(Exercise data)

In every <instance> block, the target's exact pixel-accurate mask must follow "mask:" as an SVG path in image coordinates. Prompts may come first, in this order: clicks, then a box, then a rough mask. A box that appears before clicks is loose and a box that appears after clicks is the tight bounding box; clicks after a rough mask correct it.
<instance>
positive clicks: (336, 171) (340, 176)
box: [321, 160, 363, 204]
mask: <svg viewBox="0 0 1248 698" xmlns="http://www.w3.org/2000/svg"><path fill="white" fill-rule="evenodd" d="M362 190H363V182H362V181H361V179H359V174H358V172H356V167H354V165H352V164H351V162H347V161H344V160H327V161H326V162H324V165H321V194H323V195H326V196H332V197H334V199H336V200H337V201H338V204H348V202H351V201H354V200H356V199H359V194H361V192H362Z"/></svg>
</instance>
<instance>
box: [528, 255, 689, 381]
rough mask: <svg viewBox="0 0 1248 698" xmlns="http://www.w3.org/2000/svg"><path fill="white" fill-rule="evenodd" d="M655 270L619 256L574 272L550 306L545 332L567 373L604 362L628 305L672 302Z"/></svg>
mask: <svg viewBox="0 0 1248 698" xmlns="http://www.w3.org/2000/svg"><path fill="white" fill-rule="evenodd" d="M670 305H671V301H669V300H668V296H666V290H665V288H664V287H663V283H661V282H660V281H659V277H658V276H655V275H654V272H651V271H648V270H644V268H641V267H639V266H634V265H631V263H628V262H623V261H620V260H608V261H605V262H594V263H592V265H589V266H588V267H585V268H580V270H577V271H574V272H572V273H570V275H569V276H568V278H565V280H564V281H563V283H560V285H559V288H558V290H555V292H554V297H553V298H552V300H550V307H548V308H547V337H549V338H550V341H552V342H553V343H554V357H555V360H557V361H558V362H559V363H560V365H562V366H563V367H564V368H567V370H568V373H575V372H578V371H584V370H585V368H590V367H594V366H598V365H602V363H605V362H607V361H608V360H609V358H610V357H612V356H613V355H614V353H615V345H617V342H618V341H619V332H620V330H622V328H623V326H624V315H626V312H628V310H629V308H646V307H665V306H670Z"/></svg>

(End Exercise data)

## Work instructions
Your task is to print all of the records exactly.

## Solution
In every <instance> block, the target's exact pixel-accurate mask must follow "mask:" as an SVG path in image coordinates. Prompts may come first, in this order: clicks, then a box, then a rough mask. A box that appears before clicks is loose and a box that appears after clicks is the tight bounding box; clicks after a rough mask correct it.
<instance>
positive clicks: (336, 171) (340, 176)
box: [321, 160, 363, 204]
mask: <svg viewBox="0 0 1248 698" xmlns="http://www.w3.org/2000/svg"><path fill="white" fill-rule="evenodd" d="M362 190H363V182H362V181H361V179H359V174H358V172H356V167H354V165H352V164H351V162H347V161H344V160H327V161H326V162H324V165H321V194H323V195H326V196H332V197H334V199H336V200H337V201H338V204H348V202H351V201H354V200H356V199H359V194H361V192H362Z"/></svg>
</instance>
<instance>
box: [528, 255, 689, 381]
rough mask: <svg viewBox="0 0 1248 698" xmlns="http://www.w3.org/2000/svg"><path fill="white" fill-rule="evenodd" d="M655 270L619 256L574 272L550 306L545 332L567 373L604 362L628 305L672 302Z"/></svg>
mask: <svg viewBox="0 0 1248 698" xmlns="http://www.w3.org/2000/svg"><path fill="white" fill-rule="evenodd" d="M670 305H671V301H669V300H668V296H666V290H665V288H664V287H663V283H661V282H660V281H659V277H658V276H655V275H654V272H651V271H648V270H644V268H641V267H639V266H634V265H631V263H628V262H623V261H620V260H608V261H605V262H594V263H592V265H589V266H588V267H585V268H580V270H577V271H574V272H572V273H570V275H569V276H568V278H565V280H564V281H563V283H560V285H559V288H558V290H555V292H554V297H553V298H552V300H550V307H548V308H547V337H549V338H550V341H552V342H553V343H554V357H555V360H557V361H558V362H559V363H560V365H562V366H563V367H564V368H567V370H568V373H575V372H578V371H584V370H585V368H590V367H594V366H598V365H602V363H605V362H607V361H608V360H609V358H610V357H612V356H613V355H614V353H615V345H617V342H618V341H619V332H620V330H622V328H623V326H624V315H626V312H628V310H629V308H646V307H665V306H670Z"/></svg>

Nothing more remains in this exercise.